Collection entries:
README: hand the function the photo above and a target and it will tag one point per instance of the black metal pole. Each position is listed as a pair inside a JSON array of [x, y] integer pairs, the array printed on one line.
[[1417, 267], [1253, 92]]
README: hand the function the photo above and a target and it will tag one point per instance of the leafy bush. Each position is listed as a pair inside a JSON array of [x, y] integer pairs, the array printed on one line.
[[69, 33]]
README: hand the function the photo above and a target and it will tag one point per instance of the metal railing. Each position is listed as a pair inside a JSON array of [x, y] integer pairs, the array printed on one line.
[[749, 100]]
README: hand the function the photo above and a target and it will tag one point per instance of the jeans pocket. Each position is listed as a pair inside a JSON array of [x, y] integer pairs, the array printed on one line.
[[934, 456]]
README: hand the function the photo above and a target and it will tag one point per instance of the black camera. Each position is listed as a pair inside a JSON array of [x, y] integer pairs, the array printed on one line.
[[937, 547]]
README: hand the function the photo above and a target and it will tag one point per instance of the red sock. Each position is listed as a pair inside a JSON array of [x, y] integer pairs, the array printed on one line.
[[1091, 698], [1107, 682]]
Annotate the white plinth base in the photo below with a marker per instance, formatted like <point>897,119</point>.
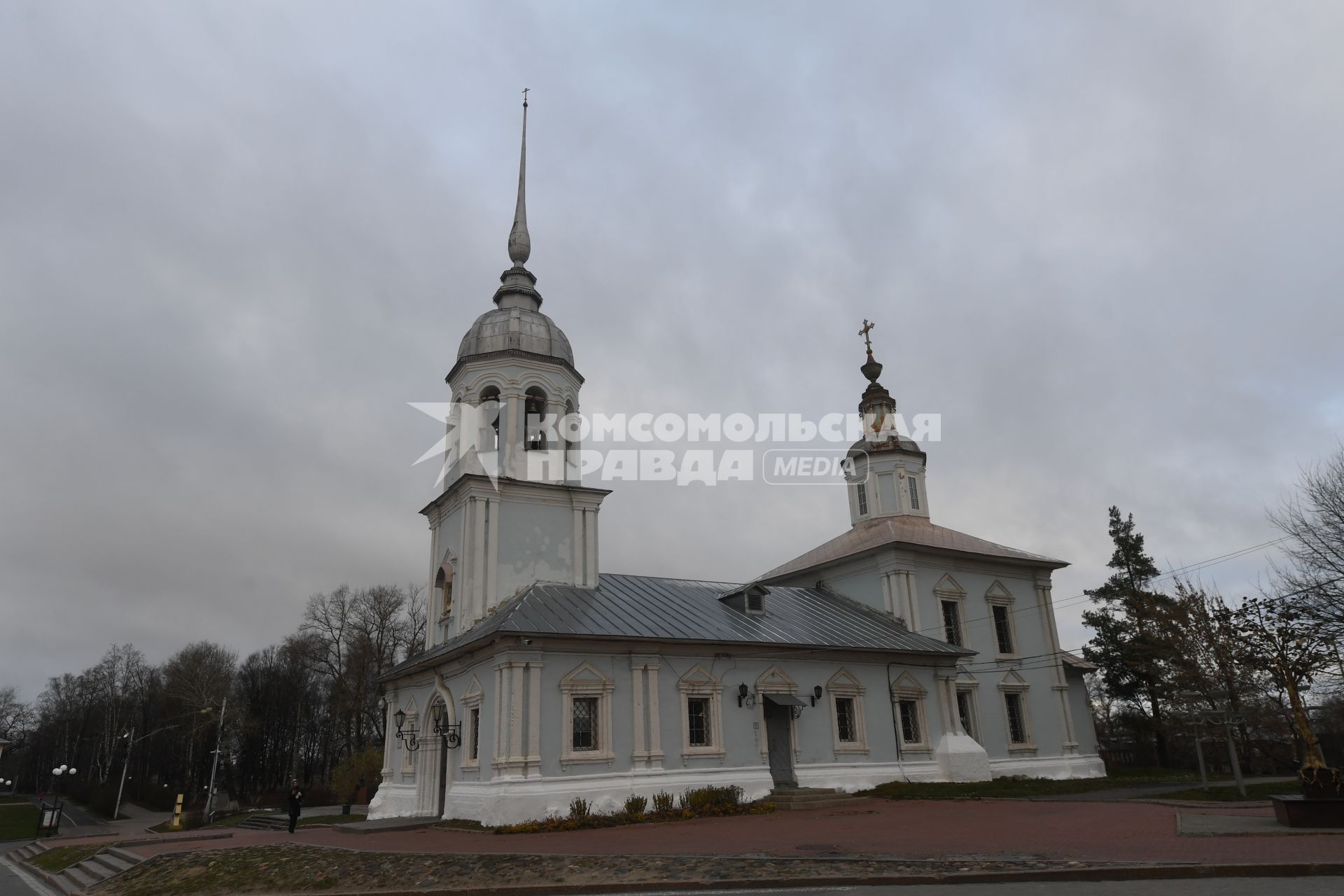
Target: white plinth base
<point>961,758</point>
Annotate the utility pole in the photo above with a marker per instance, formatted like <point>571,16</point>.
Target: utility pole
<point>214,766</point>
<point>131,742</point>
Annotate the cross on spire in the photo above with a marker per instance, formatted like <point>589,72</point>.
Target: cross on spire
<point>867,328</point>
<point>519,241</point>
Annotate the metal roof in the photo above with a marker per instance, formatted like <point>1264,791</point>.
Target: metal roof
<point>902,530</point>
<point>657,609</point>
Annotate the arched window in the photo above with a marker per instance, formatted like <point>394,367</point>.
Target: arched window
<point>444,584</point>
<point>536,413</point>
<point>489,405</point>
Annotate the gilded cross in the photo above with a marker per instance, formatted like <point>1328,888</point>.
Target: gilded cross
<point>867,328</point>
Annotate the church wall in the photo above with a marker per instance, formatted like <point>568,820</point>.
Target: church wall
<point>536,545</point>
<point>972,584</point>
<point>1084,727</point>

What you will do: Reproduce the listing from the line with "Annotate the cross" up to and including the line with "<point>519,241</point>", leaving the request lines as they are. Multiply each coordinate in the answer points by 0.7 and round to whole numbers, with halves rounded up.

Reply to the exercise:
Annotate the cross on spire in the photo above with a marker per instance, formatted like <point>589,72</point>.
Target: cross on spire
<point>607,230</point>
<point>363,169</point>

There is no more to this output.